Énoncé de l'exercice>
Recopiez fidèlement, dans l'extrait retenu, tout le passage qui va de « Cependant, s’il est » jusqu'à « opposition à l’Islam. ».

Extrait retenu>

----------------

L’Union comme distillation de l’histoire européenne

Van Middelaar affirme que l’Europe doit redécouvrir son histoire d’avant 1945, dont elle s’est « coupée ». Il envie la façon dont les dirigeants américains, chinois et russes sont capables selon lui de se positionner comme des «  portes-paroles d’une très longue histoire » et d' »incarner simultanément la modernité de leur pays tout en faisant référence à un passé plus long ». Il considère que les dirigeants européens sont incapables de le faire parce qu’ils s’imaginent que l’histoire européenne sur laquelle ils peuvent s’appuyer – c’est-à-dire l’histoire de l’Union elle-même – n’a commencé qu’avec la déclaration Schuman en 1950.

L’argument du rejet par l’Europe de sa propre histoire, que M. van Middelaar avançait également dans un autre article au début de l’année, n’est pas dénué de tout fondement. L’année 1945 est souvent perçue dans l’imaginaire collectif comme une sorte d’ « année zéro » européenne – le moment où l’Europe aurait mis fin à sa désastreuse histoire de conflits pour prendre un nouveau départ. En commençant par la création de la communauté du charbon et de l’acier (CECA), l’histoire nous raconte que les Européens ont transformé les relations internationales en Europe pour rendre impossible la guerre entre les États-nations et en particulier entre la France et l’Allemagne – c’est l’idée de l’Union européenne comme un projet de paix. Cela explique pourquoi de nombreux « pro-européens » pensent que l’Autre de l’Europe d’aujourd’hui, c’est son propre passé – comme l’affirme Mark Leonard.

Cependant, s’il est vrai que les « pro-européens » considèrent le début de l’intégration européenne comme une rupture avec l’histoire de l’Europe d’avant 1945, ils se sont aussi constamment appuyés sur cette histoire, aussi bien à des fins de légitimation qu’avec une fonction de pathos. En particulier, ils invoquent constamment les Lumières, qui seraient à la base des « valeurs européennes » défendues par l’Union, et des figures comme Érasme, dont le nom désigne le programme d’échange d’étudiants financé par l’Union qui a vocation à créer des élites « pro-européennes ». Mais ils invoquent aussi des figures plus problématiques de l’histoire européenne – il suffit de penser par exemple au prix Charlemagne, décerné au nom de l’incarnation d’une vision médiévale de l’identité européenne, synonyme de christianisme et définie par opposition à l’Islam.

Ainsi, affirmer, comme le fait van Middelaar, que « l’Europe s’est coupée de son histoire » est trop simple. Au contraire, les « pro-européens » veulent jouer sur les deux tableaux en ce qui concerne l’histoire du continent – et la manière dont ils « oublient » l’histoire européenne est beaucoup plus spécifique que ce que prétend van Middelaar. Les « pro-européens » veulent effectivement se couper de ce qu’ils considèrent comme les parties les plus sombres de l’histoire européenne, en particulier le nationalisme – et ils voient l’intégration européenne comme une expression de ce rejet. Mais ils voient aussi l’Union comme l’incarnation de ce qu’il y a de bon dans l’histoire européenne, en particulier les idées des Lumières. En d’autres termes, ils imaginent l’Union comme la solution d’une histoire européenne distillée – ou, pour le dire autrement, comme le produit de ses leçons.

----------------

Données étudiées>
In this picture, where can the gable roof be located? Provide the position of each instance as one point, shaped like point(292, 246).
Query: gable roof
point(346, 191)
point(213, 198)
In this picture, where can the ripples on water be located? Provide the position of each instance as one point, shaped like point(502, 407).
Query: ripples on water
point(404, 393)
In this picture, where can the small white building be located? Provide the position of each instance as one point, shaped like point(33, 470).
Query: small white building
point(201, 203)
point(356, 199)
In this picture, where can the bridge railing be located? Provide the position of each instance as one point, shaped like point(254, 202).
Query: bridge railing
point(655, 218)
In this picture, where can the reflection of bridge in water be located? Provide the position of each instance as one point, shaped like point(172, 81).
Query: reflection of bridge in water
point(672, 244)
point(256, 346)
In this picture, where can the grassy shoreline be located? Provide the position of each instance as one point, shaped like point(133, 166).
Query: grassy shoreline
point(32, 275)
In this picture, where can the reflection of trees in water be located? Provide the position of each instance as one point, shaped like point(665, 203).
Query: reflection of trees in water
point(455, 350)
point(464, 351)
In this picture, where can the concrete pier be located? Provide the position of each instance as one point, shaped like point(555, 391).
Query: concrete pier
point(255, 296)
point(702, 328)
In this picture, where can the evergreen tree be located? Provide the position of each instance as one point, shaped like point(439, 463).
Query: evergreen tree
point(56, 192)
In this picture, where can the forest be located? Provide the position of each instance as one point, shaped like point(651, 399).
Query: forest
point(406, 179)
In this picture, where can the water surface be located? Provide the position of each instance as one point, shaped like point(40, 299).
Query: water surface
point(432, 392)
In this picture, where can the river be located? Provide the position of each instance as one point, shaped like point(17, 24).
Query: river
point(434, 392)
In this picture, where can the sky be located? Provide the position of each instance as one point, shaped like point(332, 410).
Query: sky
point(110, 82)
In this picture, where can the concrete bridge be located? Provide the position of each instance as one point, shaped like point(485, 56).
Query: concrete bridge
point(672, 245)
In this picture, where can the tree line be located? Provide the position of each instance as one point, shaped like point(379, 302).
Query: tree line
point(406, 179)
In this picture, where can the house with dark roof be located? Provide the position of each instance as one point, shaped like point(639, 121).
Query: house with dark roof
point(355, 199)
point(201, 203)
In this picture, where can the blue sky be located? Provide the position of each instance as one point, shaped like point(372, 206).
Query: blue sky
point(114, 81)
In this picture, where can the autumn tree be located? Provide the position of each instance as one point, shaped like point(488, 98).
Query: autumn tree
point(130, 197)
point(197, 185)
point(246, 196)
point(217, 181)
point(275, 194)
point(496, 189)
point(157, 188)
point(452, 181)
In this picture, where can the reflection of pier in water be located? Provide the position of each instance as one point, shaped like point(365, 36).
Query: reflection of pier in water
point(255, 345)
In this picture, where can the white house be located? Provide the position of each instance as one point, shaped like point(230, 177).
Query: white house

----------------

Résultat obtenu>
Cependant, s’il est vrai que les « pro-européens » considèrent le début de l’intégration européenne comme une rupture avec l’histoire de l’Europe d’avant 1945, ils se sont aussi constamment appuyés sur cette histoire, aussi bien à des fins de légitimation qu’avec une fonction de pathos. En particulier, ils invoquent constamment les Lumières, qui seraient à la base des « valeurs européennes » défendues par l’Union, et des figures comme Érasme, dont le nom désigne le programme d’échange d’étudiants financé par l’Union qui a vocation à créer des élites « pro-européennes ». Mais ils invoquent aussi des figures plus problématiques de l’histoire européenne – il suffit de penser par exemple au prix Charlemagne, décerné au nom de l’incarnation d’une vision médiévale de l’identité européenne, synonyme de christianisme et définie par opposition à l’Islam.